▶ Stored rows
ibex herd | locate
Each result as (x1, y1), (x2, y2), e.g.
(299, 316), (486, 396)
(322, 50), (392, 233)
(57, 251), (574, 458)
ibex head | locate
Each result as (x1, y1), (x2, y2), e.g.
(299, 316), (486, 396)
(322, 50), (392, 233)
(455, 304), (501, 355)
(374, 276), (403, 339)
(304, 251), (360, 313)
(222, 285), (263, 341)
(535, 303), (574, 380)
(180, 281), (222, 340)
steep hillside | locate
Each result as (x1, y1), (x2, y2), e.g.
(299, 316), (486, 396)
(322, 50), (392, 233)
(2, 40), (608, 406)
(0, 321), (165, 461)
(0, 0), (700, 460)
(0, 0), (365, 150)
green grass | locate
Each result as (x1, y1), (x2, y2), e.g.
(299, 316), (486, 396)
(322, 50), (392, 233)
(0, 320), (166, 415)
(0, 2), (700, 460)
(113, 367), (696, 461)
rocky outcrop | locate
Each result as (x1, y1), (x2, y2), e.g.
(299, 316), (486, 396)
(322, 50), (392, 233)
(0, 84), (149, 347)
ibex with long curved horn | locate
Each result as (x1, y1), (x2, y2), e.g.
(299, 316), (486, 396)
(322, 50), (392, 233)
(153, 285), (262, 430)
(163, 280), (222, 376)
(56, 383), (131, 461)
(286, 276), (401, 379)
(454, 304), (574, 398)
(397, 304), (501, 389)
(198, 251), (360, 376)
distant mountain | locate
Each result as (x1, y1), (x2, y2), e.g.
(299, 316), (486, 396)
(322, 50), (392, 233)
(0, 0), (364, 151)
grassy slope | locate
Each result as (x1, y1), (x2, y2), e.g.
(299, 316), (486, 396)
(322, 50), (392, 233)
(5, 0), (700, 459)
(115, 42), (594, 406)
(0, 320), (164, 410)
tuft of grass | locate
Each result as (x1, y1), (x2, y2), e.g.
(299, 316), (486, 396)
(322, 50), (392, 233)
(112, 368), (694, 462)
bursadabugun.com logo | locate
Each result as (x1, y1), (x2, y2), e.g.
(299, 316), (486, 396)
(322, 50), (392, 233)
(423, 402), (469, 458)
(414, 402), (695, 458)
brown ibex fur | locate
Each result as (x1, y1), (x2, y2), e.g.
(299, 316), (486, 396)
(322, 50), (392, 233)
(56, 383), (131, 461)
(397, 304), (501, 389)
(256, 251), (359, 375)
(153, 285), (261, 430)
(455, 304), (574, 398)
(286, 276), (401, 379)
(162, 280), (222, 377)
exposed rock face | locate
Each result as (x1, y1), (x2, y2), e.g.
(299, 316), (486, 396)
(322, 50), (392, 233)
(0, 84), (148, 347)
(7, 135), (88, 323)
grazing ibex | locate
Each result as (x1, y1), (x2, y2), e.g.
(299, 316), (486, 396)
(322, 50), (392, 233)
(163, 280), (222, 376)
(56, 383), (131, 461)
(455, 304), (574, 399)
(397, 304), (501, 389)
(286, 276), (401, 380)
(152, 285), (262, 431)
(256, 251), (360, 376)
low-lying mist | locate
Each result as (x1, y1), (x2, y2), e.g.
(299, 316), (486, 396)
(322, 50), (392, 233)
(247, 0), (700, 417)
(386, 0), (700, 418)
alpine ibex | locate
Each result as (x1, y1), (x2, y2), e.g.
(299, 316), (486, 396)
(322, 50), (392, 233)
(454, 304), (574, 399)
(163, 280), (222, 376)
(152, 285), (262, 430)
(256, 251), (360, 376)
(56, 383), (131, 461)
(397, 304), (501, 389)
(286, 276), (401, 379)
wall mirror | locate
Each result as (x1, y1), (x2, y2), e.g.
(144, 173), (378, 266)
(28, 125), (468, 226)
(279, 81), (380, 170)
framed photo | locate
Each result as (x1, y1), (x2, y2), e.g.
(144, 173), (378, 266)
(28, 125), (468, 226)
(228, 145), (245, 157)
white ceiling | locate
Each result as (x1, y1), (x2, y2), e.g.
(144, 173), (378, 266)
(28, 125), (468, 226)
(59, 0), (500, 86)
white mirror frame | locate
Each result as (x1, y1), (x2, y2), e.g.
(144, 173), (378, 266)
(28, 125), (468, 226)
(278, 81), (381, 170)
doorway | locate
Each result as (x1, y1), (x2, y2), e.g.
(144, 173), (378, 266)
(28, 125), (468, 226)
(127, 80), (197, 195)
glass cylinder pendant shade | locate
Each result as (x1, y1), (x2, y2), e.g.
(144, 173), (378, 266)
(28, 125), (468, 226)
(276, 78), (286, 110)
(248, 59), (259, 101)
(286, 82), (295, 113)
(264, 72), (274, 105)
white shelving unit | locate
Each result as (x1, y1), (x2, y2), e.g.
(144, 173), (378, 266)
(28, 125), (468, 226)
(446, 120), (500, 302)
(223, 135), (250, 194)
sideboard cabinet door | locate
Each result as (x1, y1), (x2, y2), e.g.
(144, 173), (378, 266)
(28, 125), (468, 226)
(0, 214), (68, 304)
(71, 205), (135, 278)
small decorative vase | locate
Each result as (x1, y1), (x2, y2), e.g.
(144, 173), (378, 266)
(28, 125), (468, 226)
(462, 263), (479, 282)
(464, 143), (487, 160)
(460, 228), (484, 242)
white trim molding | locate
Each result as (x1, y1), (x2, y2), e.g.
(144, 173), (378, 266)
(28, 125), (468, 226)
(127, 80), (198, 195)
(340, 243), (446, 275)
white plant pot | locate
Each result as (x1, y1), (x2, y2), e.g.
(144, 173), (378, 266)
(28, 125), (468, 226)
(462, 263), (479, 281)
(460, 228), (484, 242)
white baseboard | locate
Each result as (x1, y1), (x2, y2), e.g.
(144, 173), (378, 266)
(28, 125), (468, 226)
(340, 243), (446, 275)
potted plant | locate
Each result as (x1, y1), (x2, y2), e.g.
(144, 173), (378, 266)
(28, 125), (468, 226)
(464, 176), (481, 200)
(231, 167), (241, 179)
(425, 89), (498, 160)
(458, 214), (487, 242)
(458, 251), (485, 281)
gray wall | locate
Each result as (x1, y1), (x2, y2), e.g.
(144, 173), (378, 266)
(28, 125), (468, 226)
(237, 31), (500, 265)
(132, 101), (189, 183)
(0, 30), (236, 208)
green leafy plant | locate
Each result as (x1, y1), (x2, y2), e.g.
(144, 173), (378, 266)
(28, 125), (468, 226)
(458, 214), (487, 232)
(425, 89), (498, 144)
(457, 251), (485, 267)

...

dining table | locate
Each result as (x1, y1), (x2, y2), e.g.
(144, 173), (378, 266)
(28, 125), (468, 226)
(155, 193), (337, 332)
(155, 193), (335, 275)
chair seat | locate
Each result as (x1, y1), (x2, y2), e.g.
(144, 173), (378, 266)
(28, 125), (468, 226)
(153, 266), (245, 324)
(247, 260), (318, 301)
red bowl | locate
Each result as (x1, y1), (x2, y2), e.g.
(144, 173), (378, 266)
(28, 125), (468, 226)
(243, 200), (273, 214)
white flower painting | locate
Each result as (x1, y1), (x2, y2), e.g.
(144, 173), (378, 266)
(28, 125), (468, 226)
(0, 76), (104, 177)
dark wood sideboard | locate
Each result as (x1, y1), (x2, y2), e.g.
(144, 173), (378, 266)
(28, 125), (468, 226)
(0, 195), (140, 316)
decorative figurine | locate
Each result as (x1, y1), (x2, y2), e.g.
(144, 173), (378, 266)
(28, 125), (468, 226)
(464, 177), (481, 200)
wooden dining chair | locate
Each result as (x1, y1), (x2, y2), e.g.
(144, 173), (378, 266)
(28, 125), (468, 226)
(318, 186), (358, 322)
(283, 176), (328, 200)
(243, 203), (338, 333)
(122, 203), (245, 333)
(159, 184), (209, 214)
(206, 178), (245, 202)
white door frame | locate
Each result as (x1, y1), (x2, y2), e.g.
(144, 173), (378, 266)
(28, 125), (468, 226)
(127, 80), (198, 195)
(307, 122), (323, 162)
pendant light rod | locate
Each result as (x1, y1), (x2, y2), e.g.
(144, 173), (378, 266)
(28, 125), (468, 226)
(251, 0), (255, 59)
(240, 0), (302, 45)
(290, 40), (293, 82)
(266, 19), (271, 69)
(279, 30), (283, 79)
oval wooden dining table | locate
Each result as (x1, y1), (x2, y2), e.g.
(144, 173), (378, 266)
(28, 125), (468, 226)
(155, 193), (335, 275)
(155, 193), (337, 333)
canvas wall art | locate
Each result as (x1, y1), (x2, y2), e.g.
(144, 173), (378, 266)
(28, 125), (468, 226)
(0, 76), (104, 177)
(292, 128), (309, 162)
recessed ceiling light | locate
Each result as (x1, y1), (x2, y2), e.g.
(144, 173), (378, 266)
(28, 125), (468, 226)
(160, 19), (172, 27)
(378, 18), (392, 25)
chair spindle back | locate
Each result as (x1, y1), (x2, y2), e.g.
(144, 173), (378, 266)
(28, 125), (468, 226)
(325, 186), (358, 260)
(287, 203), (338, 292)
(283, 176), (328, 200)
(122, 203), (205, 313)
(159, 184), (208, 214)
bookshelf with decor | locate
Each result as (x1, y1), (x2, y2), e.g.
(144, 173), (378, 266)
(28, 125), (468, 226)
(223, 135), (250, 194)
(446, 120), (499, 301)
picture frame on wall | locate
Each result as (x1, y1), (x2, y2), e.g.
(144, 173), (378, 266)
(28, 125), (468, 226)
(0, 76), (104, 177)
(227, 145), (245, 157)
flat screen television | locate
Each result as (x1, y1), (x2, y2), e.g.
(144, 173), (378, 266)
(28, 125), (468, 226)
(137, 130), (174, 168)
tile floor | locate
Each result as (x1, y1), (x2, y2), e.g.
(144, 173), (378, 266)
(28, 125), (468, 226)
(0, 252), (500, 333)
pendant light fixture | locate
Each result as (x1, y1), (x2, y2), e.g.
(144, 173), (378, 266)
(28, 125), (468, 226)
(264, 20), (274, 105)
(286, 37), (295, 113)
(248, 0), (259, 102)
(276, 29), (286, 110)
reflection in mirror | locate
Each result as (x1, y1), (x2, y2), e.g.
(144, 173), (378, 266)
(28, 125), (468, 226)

==

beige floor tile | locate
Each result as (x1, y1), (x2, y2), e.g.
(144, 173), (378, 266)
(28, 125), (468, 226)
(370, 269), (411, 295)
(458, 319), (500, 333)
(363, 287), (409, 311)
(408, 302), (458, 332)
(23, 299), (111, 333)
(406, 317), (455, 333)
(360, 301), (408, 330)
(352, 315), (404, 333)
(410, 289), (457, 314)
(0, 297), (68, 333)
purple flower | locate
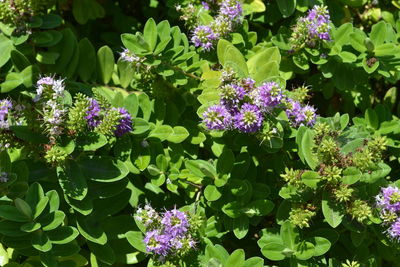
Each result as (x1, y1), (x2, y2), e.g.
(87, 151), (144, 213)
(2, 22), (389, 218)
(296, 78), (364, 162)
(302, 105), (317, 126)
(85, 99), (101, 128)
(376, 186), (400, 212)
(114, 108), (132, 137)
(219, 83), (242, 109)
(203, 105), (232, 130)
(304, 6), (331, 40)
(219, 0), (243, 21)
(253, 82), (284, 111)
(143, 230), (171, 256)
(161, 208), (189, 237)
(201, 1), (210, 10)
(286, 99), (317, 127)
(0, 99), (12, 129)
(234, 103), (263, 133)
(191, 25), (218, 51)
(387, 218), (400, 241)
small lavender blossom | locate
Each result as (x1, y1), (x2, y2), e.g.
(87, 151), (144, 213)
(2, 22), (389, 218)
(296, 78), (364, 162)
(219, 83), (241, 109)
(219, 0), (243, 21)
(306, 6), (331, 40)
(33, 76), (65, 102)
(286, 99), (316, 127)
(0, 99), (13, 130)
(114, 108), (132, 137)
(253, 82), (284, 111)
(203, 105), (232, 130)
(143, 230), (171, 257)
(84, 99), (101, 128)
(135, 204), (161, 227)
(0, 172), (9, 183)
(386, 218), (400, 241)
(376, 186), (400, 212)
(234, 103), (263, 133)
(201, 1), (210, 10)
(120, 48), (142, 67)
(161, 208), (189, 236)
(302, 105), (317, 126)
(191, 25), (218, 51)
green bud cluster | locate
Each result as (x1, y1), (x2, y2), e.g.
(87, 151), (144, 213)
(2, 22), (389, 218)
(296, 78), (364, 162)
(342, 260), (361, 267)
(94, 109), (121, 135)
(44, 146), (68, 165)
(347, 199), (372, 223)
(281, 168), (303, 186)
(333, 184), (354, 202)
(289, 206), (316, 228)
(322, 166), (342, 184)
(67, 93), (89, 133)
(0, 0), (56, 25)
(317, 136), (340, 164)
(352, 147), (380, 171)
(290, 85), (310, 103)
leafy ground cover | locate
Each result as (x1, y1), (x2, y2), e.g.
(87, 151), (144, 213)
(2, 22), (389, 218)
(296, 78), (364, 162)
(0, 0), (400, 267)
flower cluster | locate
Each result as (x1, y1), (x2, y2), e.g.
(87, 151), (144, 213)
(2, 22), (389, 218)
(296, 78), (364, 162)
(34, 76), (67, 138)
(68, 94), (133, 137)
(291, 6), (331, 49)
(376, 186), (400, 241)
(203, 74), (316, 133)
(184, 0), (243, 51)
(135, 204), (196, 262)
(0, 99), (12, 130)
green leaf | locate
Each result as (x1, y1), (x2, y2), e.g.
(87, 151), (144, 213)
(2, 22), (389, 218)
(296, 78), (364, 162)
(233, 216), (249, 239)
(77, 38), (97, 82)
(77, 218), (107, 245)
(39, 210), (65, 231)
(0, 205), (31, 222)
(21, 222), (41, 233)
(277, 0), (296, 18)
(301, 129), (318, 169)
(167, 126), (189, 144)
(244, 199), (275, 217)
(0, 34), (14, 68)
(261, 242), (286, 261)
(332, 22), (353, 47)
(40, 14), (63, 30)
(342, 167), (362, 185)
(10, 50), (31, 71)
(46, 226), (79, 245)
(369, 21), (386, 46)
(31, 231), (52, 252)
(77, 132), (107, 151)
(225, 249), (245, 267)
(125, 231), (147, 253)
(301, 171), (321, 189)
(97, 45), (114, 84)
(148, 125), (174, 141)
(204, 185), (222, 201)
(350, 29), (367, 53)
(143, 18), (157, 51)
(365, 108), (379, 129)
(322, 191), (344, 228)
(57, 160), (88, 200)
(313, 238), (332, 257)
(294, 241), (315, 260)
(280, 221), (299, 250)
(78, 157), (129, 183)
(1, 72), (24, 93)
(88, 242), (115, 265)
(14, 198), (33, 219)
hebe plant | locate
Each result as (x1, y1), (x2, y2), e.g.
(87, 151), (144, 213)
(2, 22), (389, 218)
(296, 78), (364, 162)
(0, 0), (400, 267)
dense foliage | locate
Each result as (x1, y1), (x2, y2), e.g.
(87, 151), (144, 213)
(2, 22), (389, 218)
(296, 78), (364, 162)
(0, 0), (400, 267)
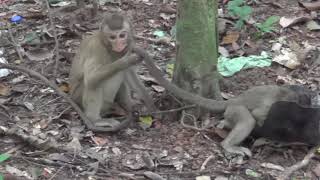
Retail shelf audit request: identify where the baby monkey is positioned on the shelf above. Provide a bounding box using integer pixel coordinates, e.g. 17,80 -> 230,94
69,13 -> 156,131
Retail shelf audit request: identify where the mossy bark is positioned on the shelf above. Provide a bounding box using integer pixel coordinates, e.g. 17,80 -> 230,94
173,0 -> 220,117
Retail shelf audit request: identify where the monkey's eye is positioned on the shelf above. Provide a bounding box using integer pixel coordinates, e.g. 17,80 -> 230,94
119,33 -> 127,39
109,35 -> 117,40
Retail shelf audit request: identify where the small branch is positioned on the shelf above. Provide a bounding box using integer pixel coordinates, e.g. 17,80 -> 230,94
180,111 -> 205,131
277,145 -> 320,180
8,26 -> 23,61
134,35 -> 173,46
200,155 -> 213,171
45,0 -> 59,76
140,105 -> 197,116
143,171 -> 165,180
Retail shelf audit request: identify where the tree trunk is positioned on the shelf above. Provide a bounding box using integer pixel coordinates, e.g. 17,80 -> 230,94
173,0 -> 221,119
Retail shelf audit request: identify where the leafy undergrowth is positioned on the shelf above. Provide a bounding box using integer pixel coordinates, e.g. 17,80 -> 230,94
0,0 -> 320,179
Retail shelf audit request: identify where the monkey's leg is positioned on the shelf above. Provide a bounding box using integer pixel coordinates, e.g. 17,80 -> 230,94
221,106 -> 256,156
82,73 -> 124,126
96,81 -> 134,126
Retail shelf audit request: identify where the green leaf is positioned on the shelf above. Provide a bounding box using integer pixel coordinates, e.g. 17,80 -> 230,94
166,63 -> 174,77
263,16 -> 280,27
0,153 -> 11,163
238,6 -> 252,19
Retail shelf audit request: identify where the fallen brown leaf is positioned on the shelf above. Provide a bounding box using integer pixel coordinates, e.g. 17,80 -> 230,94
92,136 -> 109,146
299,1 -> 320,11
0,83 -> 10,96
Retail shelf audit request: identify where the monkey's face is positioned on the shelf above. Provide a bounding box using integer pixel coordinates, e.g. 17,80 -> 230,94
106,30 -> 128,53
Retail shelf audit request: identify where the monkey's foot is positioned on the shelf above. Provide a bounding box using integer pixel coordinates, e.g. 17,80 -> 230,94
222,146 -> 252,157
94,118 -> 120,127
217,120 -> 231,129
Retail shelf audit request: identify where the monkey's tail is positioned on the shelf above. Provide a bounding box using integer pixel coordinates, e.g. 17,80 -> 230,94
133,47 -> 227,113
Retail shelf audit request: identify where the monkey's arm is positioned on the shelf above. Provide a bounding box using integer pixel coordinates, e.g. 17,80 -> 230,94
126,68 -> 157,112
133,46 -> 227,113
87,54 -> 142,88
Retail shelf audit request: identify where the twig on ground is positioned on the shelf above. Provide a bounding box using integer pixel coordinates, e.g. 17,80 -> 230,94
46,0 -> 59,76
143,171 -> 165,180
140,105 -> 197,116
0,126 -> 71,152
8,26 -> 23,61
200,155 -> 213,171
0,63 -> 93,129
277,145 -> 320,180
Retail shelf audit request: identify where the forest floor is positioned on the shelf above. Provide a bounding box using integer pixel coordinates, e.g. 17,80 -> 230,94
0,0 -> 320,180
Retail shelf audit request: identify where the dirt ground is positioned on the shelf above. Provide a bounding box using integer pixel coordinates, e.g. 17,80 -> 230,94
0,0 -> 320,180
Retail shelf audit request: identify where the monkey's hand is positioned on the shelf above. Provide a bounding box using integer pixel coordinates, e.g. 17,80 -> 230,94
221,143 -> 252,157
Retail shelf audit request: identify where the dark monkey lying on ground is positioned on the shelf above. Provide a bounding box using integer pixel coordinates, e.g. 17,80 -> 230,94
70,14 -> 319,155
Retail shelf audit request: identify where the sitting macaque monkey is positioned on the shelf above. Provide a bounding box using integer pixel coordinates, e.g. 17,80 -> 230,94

▶ Goal
Can you write out, unchanged, the lines of the records from the line with "ibex herd | locate" to the line with "(0, 0), (365, 150)", including both of those lines?

▶ Answer for this exercise
ibex herd | locate
Each result as (x1, y1), (x2, y2), e.g.
(299, 316), (486, 396)
(322, 50), (392, 233)
(57, 251), (574, 458)
ibex head | locate
Each result as (x1, y1), (x2, y2), e.g.
(299, 316), (486, 396)
(322, 50), (392, 233)
(455, 304), (501, 355)
(374, 276), (403, 339)
(304, 251), (360, 313)
(222, 285), (263, 341)
(535, 303), (574, 380)
(180, 281), (222, 340)
steep hillside | locate
Each result as (x1, y1), (x2, y2), e.g.
(299, 316), (486, 396)
(322, 50), (392, 233)
(2, 40), (608, 406)
(0, 321), (165, 461)
(0, 0), (700, 460)
(0, 0), (365, 150)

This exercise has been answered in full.